Creative thinking needed to fill Associates’ ODI gap

Netherlands

There is no question that the success of the Dutch men in qualifying for the 50-over World Cup – and indeed, for the T20 version last November – owes a great deal to their participation in the late-lamented Super League, which saw them play 24 ODIs against Full members over a three-year period.

No other Associate nation has ever had anything remotely approaching such an experience, and its value was repeatedly demonstrated in Zimbabwe.

It is, therefore, not surprising that ICC chairman Greg Barclay should have acknowledged that the Super League was a key factor in the Dutch performances, even if he seems to be a bit vague about how many Associates were actually involved.

But there will, he insists, be no immediate reversal of the appalling decision to abolish it in favour of ‘contextless’ bilateral series, and in another development this week the MCC’s Cricket Committee called for a reduction in the number of Full member ODIs.

The earliest point, it seems, at which the gap left by the abolition of the Super League might be filled is the 2027-31 cycle, by which time there are bound to be many new players in Associate teams.

Outrageously, qualification for the 2027 World Cup will be based on rankings rather than on qualifying tournaments, but with 14 teams taking part there will certainly be at least two Associates in the mix.

There are two aspects to the issue of what happens in the next four years: how are the leading Associates to have any chance of moving up the rankings and thereby qualifying for the World Cup, and how are they to be truly competitive in the Cup itself if they are denied the sort of opportunity that the Netherlands had through the Super League?

That is not to deny the value of League 2, where from February next year the top eight Associates will be playing each other on a regular basis, but that is not the same as facing South Africa or New Zealand on their own turf, or taking on England or Pakistan at home – which also, of course, provides an outstanding opportunity to showcase the sport in countries where its promotion remains a huge challenge.

We know from history that the Full members are extremely resistant to playing against the top Associates: outside the Super League, there were only six ODIs between a Full member and an Associate between the end of the 2019 World Cup and the start of the recent Qualifier, five of them involving the UAE and either Ireland or the West Indies, the other between New Zealand and Scotland.

Nine of the twelve Full members played no such fixture at all, and although it might be claimed that the Covid pandemic was a factor in this, in the previous four-year cycle three (India, Pakistan and South Africa) never faced an Associate in an ODI, while England and Australia did so just once, against Ireland during that country’s preparation for Full membership.

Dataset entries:
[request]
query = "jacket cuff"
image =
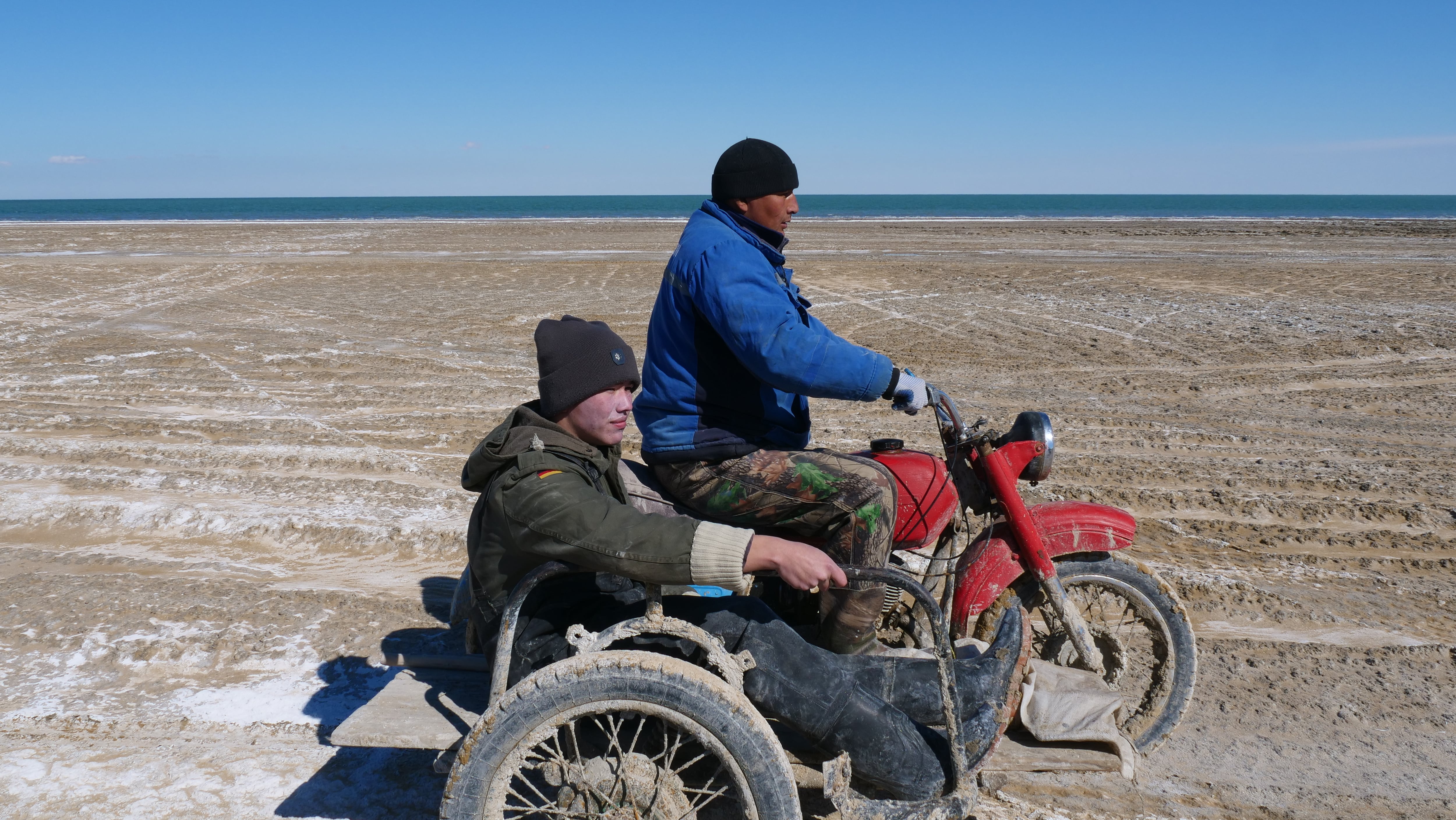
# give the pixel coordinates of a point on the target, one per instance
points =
(718, 556)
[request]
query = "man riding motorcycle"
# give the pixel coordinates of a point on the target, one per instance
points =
(733, 356)
(551, 492)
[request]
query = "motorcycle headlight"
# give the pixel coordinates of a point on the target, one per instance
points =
(1033, 426)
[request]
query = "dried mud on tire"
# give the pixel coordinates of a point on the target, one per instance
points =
(231, 460)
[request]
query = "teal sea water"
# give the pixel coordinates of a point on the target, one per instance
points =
(844, 206)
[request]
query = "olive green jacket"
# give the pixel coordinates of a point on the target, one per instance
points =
(548, 496)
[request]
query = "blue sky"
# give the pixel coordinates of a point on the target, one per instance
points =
(311, 100)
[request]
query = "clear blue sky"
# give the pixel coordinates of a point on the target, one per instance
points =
(302, 100)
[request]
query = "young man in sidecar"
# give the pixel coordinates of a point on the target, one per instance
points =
(733, 356)
(551, 490)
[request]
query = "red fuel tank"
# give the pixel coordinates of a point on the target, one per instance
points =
(928, 500)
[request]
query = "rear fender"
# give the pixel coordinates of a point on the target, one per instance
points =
(991, 564)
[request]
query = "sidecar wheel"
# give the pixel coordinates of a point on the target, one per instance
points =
(1142, 631)
(621, 735)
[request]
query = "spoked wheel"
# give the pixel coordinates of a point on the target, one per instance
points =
(1146, 644)
(622, 736)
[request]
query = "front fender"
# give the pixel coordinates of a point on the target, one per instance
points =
(991, 564)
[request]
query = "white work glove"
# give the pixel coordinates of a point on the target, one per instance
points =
(911, 394)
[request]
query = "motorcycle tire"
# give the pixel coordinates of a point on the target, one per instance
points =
(1142, 630)
(621, 733)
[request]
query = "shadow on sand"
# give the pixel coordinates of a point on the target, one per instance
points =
(382, 784)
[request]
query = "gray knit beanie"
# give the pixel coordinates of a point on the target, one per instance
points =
(577, 359)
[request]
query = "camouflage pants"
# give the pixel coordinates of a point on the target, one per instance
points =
(816, 494)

■ ASSIGNED TASK A ■
In the article on the Associates' ODI gap, how many ODIs did the Netherlands play against Full members in the Super League?
■ ASSIGNED TASK B ■
Please repeat the cricket article word for word, starting with "There is no" and going on through "a three-year period.".
■ ASSIGNED TASK C ■
Write the next part of the article on the Associates' ODI gap, picking up after its last sentence.

■ EXPECTED ANSWER A ■
24 ODIs, over a three-year period.

■ EXPECTED ANSWER B ■
There is no question that the success of the Dutch men in qualifying for the 50-over World Cup – and indeed, for the T20 version last November – owes a great deal to their participation in the late-lamented Super League, which saw them play 24 ODIs against Full members over a three-year period.

■ EXPECTED ANSWER C ■
Even Ireland and Afghanistan, no strangers to the obstacles facing the Associates, have been scarcely more forthcoming than the Full members of longer standing.

Clearly, something needs to be done if the progress made by the Dutch through the Super League is not to stagnate, and other countries are to have comparable opportunities.

It’s not too hard to think of a structured solution.

There are currently twelve Full members, and eight Associates with ODI status.

Suppose there were a requirement that every Full member should play one three-match ODI series against an Associate member in each calendar year: that would mean that over two years every Associate would play three such series, nine ODIs against Test-playing countries, and 18 over the four years of the cycle.

No doubt the Full members would object that the Future Tours Programme is already full, and that it would cost them a great deal of money.

But would it really be an onerous imposition to play three additional matches a year? Really?

As for the money, which we know to be the most important consideration in the minds of many cricket administrators, this difficulty could be resolved if the ICC were to create an ODI Development Fund, top-slicing its revenue so that it could subsidise the participants in each series to the tune of, say, $600k.

Twelve series a year would therefore cost the ICC $7.2 million a year, or about 1.2% of its estimated $600 million annual income, not counting the additional income it will attract through commercial and sponsorship deals from global tournaments.

It’s not as if this would be charity: it is in the ICC’s interest that Associates should perform as well as possible on the global stage, and if it is serious about its professed mission to grow the game – something which we have strong grounds for questioning – then this would be an excellent way of achieving both.

Whether the ICC Executive Board has the vision or the commitment to the game as a whole to embrace such a scheme is, of course, another matter.